◆ DATA SHOWN
..........
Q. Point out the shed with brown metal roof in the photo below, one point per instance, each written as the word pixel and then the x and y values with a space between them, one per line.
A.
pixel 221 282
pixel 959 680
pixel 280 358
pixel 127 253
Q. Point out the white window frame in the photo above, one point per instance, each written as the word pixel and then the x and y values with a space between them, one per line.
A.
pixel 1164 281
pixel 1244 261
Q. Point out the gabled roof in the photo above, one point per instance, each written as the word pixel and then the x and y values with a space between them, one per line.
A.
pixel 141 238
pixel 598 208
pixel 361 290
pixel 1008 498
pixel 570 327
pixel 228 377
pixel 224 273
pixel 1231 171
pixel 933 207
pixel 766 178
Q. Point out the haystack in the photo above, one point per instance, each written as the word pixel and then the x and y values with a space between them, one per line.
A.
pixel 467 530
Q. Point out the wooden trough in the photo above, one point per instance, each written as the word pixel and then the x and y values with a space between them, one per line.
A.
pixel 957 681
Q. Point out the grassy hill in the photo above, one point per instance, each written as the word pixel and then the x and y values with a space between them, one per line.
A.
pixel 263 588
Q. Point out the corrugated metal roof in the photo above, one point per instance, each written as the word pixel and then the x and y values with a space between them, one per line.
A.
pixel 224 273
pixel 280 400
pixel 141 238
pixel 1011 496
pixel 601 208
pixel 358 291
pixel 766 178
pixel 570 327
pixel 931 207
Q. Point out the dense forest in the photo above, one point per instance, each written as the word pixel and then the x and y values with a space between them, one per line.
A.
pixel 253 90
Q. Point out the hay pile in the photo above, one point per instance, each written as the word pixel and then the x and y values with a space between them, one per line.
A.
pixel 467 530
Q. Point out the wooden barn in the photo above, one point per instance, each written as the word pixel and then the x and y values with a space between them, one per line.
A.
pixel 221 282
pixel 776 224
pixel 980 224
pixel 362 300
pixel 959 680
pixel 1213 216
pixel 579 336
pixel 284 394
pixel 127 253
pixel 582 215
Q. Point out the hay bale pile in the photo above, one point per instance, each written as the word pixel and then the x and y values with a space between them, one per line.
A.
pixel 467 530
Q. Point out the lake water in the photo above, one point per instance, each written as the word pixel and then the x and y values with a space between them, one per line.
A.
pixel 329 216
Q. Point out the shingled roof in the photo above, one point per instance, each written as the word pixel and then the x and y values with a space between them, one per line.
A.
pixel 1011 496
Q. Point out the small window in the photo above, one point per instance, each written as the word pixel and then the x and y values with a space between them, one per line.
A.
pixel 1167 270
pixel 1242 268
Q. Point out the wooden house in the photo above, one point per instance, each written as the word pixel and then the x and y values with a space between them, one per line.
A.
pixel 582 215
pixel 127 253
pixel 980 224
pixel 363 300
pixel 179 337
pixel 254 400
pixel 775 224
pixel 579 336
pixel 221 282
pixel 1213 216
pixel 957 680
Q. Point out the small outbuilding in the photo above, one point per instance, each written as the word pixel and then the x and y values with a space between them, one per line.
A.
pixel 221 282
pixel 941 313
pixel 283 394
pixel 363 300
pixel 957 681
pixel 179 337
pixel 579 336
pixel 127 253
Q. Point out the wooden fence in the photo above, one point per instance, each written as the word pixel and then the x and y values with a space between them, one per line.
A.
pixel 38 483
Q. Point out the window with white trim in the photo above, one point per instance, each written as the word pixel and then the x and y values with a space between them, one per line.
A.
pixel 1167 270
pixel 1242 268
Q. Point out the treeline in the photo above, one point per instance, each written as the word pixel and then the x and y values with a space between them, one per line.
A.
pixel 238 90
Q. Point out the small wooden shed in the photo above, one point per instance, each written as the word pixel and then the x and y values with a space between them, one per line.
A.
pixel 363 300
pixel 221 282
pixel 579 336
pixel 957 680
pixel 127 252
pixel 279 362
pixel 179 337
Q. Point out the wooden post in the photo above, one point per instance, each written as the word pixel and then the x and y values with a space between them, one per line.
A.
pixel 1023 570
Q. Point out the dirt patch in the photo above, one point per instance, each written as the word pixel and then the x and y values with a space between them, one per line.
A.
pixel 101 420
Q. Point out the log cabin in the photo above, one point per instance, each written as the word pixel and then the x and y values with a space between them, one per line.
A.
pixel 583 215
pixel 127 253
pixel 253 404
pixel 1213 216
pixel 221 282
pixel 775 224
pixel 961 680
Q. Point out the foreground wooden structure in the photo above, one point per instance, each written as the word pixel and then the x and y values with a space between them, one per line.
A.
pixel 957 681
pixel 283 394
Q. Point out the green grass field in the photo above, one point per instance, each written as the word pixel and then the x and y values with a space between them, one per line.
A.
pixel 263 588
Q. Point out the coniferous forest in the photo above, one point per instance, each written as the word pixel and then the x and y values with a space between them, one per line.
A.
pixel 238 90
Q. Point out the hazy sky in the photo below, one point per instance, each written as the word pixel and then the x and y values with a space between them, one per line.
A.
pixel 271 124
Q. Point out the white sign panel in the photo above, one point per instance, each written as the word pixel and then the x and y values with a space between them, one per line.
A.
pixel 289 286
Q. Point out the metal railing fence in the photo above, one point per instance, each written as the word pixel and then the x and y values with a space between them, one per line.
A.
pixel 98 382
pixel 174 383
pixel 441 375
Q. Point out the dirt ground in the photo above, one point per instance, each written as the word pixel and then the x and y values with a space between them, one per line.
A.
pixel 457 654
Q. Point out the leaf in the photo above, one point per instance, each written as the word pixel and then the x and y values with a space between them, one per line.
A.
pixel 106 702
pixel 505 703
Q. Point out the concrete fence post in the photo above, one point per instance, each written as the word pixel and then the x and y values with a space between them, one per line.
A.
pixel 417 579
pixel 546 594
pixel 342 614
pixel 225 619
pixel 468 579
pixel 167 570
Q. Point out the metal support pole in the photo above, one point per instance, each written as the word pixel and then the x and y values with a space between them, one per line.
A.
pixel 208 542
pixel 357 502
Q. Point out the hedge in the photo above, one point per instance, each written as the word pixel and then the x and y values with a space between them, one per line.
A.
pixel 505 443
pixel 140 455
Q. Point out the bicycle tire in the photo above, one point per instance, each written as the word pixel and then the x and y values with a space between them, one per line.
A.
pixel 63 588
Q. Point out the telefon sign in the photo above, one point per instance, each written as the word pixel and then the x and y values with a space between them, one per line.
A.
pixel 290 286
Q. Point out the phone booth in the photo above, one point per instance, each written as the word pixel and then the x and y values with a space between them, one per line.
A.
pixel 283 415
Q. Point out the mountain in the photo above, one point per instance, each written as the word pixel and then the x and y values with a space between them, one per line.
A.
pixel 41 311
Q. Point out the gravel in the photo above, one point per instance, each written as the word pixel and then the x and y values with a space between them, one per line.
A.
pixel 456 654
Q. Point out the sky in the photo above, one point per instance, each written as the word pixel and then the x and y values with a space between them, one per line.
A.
..........
◆ WORK TO COMPLETE
Where the records above contain a line with "Q. Point out the hedge", repeat that line and each later line through the end, exactly, and nothing more.

◆ RESULT OF THE TASK
Q. Point out the hedge in the photo above, one point per instance, each written as the word pixel and then the x and y values with a space between them, one per line.
A.
pixel 505 443
pixel 140 455
Q. Point out the bicycle tire in the photo above, one point per instance, each written as the word pixel and then the x and y values with a space between them, one per line.
A.
pixel 63 588
Q. Point out the telefon sign in the photo above, one point per instance, each written as the word pixel and then the x and y values with a space between them, one per line.
A.
pixel 290 286
Q. Point out the phone booth in the photo above, one point per instance, each written as the word pixel and then the x and y values with a space between them, one per line.
A.
pixel 283 415
Q. Point out the mountain in the photo above, one point per instance, each written as the word pixel and then the x and y values with a space between them, one per line.
A.
pixel 41 311
Q. Point out the gravel in the photo above, one point per instance, each written as the word pixel and then the x and y values with a space between them, one per line.
A.
pixel 456 654
Q. Point out the sky in the photo above, one point per instance, each written as the word pixel and then the x and y values with a space between them, one per line.
A.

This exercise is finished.